Exercise brief
Pick out and copy every line of the data below that contains the word "white", treating uppercase and lowercase as different.

Listed entries
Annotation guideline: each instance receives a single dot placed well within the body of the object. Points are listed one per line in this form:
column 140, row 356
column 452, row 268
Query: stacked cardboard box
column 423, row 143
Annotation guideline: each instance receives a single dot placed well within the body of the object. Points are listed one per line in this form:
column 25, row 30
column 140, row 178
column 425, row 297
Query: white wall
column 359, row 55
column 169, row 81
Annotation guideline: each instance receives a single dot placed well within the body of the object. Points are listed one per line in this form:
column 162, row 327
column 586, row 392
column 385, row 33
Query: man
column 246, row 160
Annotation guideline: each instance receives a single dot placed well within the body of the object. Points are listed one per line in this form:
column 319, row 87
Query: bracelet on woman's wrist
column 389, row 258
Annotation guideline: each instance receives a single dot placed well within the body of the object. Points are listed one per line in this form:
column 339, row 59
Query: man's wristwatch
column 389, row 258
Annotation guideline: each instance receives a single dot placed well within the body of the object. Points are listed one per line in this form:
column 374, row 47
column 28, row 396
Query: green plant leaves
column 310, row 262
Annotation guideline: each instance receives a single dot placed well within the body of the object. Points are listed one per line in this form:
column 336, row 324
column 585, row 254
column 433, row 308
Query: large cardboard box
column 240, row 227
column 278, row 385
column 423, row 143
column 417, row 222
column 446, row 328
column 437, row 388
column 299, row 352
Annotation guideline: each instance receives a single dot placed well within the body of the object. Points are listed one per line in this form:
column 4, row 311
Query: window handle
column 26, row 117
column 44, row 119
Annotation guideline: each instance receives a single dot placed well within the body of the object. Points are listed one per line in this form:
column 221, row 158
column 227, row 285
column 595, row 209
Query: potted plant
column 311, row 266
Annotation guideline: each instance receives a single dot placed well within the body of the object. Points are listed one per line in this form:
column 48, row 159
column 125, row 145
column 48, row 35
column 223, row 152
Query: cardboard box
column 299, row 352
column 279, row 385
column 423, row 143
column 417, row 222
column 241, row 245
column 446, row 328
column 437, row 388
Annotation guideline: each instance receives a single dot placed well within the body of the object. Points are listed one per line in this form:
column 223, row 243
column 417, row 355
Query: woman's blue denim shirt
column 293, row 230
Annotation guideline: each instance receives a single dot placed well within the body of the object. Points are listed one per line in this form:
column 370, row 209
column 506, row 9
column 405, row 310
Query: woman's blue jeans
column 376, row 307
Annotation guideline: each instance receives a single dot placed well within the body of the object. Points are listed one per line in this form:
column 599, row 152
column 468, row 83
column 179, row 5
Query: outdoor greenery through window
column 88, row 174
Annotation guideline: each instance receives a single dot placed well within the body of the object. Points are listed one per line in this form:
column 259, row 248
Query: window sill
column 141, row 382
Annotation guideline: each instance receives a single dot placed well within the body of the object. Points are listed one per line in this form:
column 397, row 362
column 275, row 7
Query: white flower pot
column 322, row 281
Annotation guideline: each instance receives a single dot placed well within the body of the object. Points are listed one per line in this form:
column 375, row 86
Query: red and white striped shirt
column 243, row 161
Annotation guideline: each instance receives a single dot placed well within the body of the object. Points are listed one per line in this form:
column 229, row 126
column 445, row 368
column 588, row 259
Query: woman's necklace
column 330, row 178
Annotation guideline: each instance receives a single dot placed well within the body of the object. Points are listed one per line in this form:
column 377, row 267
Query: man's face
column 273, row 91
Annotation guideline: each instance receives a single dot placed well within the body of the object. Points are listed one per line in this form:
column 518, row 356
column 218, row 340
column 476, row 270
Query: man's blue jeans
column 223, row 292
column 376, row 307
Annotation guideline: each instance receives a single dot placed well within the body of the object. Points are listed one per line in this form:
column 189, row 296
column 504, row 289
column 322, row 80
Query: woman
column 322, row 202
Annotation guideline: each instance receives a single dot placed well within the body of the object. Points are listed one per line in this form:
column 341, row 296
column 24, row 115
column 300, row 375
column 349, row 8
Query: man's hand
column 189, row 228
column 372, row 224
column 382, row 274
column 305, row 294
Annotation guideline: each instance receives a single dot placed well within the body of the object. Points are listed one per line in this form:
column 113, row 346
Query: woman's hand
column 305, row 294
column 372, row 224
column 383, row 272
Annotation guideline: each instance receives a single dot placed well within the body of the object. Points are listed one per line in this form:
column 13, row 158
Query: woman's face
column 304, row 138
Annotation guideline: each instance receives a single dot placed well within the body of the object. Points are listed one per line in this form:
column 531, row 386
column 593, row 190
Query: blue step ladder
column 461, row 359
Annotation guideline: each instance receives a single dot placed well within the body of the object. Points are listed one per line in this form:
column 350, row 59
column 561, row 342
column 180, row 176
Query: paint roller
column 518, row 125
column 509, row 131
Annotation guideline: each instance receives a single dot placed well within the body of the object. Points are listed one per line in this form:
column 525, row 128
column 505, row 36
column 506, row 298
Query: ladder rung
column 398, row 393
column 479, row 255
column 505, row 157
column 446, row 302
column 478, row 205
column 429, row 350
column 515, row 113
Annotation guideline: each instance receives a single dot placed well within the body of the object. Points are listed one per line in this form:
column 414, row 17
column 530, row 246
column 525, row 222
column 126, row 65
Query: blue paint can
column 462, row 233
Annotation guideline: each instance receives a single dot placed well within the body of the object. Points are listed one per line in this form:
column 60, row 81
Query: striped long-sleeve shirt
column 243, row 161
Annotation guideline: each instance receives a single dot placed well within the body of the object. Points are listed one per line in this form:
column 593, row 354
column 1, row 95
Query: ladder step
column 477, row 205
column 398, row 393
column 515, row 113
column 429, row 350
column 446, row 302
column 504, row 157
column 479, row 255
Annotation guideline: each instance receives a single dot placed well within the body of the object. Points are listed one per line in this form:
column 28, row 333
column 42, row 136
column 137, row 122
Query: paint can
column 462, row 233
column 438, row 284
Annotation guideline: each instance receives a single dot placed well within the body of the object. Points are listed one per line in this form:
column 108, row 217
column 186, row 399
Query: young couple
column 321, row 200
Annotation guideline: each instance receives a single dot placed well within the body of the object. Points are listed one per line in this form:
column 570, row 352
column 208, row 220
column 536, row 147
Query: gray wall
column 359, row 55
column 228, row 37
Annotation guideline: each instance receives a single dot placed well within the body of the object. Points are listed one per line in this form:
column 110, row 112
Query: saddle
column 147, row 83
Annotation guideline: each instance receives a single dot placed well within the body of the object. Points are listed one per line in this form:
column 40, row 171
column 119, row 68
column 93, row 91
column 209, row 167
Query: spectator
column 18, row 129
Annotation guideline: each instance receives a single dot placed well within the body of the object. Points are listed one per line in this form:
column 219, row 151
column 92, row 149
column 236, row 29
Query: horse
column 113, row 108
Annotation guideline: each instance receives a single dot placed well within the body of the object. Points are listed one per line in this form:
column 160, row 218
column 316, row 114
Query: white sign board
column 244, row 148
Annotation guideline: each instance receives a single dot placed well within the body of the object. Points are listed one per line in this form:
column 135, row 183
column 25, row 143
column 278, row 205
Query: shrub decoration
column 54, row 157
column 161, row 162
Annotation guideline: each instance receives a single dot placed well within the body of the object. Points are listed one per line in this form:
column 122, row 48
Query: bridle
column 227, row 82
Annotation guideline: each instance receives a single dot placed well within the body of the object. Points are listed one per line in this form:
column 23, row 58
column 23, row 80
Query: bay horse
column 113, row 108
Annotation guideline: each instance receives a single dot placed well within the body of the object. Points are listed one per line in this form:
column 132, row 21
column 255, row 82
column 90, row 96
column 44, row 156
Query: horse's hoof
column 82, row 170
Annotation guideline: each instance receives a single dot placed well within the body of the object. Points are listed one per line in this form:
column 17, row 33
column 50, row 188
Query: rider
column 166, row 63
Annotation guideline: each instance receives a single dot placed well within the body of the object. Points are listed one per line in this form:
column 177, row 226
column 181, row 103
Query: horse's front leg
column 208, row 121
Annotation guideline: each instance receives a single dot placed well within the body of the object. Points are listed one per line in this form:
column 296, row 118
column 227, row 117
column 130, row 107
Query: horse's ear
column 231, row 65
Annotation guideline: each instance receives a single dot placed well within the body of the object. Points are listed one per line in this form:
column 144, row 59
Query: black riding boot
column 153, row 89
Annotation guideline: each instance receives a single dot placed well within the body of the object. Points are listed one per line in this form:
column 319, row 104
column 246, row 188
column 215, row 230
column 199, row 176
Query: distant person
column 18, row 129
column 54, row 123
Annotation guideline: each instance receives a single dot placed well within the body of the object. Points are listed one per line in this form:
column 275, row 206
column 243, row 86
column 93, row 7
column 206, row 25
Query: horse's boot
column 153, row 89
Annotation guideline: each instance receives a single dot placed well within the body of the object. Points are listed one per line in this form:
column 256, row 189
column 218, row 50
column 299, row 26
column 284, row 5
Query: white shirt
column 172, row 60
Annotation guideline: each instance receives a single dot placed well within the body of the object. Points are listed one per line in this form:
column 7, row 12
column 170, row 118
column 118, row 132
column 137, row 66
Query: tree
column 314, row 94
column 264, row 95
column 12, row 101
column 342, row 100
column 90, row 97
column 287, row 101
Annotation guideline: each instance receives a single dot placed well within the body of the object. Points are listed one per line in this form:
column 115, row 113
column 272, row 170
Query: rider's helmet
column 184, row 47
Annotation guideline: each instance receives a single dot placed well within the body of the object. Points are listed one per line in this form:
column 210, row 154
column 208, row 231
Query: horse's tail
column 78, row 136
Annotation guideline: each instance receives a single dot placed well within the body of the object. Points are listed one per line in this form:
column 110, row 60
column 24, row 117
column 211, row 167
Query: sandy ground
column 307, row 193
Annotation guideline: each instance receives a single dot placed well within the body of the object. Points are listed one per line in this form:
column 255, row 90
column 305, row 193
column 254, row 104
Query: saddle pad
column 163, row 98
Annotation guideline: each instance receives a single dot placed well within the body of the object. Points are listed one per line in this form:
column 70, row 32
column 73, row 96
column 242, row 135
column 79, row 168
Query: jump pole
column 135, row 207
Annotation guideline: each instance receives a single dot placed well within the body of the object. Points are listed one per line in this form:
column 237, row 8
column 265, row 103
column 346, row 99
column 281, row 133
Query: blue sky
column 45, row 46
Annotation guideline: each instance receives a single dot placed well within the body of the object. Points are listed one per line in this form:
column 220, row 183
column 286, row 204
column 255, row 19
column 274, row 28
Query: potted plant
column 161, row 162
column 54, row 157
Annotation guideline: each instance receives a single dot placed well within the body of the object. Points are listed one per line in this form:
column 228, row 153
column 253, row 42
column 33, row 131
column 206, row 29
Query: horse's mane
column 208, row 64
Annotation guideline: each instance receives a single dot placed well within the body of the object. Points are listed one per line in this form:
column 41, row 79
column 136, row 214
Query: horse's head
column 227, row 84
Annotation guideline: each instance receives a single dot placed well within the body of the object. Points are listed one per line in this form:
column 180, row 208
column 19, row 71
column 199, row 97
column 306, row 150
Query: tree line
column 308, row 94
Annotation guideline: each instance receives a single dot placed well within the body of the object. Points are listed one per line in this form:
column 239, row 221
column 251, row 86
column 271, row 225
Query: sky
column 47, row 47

Response to this exercise
Query: white wall
Query: white flower pot
Query: red and white striped shirt
Query: white sign board
Query: white shirt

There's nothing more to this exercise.